What about those messages to the seven churches in Asia, which we have at the beginning of the book of the Revelation? Now, I do not agree that the people in those churches are only professers and not true Christians. If you grant that, then you have got to face this, that between Christian and Christian there's a difference, and there are certain very distinct promises given to certain Christians there. "To him that overcometh..." "to him that overcometh..." "to him that overcometh will I grant..." See? Surely logic implies: "If you don't, then you won't. If you don't overcome, then you won't get what the Lord offers." There are differences. I don't believe that this is a matter of loss of salvation, but this is something more than just being saved, getting in.
════════
• **TASK TO CARRY OUT**: In the passage above about the messages to the seven churches, reproduce word for word the part starting with "What about those" and going on through "saved, getting in.".

• **SUPPLIED INFORMATION**:
════════
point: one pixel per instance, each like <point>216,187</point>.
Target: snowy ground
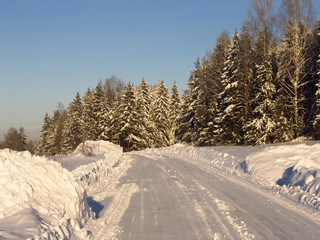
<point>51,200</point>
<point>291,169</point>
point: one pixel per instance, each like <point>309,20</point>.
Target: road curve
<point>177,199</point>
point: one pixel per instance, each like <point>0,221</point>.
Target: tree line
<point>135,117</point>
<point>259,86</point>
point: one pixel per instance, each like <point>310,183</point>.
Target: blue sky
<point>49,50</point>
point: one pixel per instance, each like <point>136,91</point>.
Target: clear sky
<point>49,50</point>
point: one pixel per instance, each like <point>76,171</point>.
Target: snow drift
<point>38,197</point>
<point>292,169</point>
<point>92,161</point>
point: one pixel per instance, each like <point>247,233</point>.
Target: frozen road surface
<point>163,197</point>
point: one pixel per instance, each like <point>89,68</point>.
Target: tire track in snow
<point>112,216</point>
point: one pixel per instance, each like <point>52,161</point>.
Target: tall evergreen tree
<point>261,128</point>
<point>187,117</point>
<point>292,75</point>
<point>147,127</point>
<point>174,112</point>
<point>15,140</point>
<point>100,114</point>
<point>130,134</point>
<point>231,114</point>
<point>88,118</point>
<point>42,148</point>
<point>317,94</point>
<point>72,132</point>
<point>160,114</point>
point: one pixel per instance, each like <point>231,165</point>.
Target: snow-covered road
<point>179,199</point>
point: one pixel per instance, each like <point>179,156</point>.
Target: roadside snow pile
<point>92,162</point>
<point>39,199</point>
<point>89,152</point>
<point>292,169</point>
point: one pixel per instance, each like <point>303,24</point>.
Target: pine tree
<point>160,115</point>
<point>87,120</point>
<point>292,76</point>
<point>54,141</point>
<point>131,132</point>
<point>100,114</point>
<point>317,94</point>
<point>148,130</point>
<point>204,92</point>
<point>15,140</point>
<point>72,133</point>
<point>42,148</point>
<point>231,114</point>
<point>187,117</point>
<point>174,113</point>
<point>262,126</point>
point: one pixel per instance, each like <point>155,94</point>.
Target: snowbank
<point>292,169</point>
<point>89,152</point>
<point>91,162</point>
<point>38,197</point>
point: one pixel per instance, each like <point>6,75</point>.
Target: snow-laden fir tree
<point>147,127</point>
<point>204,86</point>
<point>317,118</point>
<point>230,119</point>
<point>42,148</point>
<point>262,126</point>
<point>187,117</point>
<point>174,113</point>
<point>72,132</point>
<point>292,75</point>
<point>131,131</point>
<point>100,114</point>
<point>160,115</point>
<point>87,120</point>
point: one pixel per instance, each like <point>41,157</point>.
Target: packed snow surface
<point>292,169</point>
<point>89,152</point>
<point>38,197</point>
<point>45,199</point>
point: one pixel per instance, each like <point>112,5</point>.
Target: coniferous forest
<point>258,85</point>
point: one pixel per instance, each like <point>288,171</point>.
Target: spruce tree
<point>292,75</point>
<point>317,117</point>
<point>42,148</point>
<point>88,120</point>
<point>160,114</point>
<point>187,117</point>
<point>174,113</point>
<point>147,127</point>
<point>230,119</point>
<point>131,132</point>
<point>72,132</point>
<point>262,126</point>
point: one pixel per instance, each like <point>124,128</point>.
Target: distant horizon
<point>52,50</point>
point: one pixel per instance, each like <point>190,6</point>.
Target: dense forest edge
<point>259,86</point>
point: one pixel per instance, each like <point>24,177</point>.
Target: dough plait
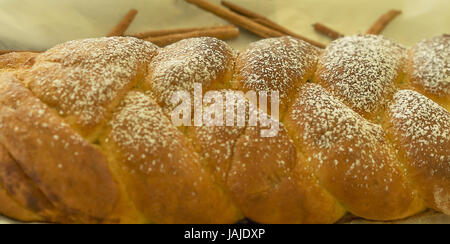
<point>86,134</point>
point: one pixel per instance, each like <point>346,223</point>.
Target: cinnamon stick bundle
════════
• **EXERCISE ANSWER**:
What about those messages to the seven churches in Asia, which we have at the beginning of the book of the Revelation? Now, I do not agree that the people in those churches are only professers and not true Christians. If you grant that, then you have got to face this, that between Christian and Christian there's a difference, and there are certain very distinct promises given to certain Christians there. "To him that overcometh..." "to him that overcometh..." "to him that overcometh will I grant..." See? Surely logic implies: "If you don't, then you won't. If you don't overcome, then you won't get what the Lord offers." There are differences. I don't believe that this is a matter of loss of salvation, but this is something more than just being saved, getting in.